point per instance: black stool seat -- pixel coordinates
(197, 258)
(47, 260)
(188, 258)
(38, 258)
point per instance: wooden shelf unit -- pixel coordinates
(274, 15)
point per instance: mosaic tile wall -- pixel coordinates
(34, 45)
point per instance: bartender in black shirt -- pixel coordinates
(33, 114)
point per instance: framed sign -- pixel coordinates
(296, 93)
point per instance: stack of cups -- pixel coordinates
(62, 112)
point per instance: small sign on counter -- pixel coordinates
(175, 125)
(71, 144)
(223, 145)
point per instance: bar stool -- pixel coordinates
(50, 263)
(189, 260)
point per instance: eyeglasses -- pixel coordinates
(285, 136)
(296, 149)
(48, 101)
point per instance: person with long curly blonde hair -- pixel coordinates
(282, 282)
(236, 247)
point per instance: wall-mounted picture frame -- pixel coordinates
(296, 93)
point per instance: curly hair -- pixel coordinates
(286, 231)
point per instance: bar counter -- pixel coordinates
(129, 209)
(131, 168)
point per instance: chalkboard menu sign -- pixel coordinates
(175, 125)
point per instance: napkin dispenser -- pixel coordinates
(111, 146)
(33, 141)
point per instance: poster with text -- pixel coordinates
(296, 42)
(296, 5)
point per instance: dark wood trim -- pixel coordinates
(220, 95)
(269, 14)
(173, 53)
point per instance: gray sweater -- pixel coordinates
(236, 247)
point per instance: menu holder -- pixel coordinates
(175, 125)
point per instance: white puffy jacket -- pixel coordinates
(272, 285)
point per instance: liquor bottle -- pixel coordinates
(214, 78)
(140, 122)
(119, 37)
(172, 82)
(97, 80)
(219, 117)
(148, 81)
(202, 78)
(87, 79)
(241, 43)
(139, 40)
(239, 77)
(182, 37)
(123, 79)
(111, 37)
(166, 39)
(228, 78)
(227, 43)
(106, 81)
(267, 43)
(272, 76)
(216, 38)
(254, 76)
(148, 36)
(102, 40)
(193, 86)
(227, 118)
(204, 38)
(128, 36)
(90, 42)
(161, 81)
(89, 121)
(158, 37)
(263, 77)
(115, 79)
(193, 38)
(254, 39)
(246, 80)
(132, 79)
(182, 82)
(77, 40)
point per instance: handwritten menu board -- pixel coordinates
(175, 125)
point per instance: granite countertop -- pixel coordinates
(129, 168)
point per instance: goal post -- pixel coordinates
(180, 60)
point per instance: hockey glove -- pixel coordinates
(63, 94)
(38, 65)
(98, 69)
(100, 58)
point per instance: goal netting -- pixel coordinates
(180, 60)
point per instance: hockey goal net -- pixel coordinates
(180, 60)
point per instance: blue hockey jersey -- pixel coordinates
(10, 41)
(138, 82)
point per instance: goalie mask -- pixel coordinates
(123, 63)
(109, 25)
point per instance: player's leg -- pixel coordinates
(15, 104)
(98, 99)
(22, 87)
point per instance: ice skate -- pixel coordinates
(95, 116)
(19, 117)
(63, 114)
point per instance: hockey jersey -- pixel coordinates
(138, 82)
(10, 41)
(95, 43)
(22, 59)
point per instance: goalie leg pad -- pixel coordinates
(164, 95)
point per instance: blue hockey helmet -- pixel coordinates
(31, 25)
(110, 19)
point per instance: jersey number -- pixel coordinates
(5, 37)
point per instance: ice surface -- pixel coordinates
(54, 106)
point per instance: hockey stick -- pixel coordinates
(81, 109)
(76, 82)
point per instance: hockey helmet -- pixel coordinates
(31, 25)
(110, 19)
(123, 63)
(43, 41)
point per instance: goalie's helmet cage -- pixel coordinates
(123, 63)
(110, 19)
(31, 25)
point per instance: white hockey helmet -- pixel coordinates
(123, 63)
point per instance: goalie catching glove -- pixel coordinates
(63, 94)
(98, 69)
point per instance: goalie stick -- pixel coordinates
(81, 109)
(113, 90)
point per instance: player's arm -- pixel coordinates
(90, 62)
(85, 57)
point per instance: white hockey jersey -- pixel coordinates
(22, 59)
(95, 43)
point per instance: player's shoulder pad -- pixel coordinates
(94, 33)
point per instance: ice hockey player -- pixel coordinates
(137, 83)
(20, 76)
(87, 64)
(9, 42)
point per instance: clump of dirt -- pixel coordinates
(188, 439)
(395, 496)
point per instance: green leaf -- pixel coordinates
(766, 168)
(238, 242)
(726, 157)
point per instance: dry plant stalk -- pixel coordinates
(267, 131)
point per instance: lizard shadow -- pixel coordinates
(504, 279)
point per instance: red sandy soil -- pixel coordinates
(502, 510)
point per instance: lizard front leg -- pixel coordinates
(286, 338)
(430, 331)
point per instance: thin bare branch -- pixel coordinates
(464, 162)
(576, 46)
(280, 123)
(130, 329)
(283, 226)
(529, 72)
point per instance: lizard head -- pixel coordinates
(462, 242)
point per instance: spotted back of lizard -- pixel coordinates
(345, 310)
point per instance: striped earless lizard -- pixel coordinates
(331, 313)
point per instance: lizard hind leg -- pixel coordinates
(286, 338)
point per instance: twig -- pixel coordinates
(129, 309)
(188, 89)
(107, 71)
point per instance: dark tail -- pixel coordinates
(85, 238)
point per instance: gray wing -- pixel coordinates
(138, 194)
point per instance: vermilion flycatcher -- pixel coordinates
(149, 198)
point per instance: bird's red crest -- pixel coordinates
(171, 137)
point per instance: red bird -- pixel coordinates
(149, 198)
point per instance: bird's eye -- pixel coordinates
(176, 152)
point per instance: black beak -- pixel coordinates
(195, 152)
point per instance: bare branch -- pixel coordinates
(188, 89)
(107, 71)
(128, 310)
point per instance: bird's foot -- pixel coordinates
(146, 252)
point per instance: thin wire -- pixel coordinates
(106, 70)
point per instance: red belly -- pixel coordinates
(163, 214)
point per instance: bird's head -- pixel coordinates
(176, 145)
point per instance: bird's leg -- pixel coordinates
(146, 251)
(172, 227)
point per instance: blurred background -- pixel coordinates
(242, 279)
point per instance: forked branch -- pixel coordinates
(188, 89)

______________________________

STATED PROBLEM:
Retype the material starting at the line containing "point per instance: bird's leg" and continuing to the end of the material, keeping every line unchanged.

ANSWER TO THE PROBLEM:
point per instance: bird's leg -- pixel coordinates
(146, 251)
(172, 227)
point per instance: blurred background -- pixel coordinates
(242, 279)
point per instance: forked branch -- pixel coordinates
(188, 89)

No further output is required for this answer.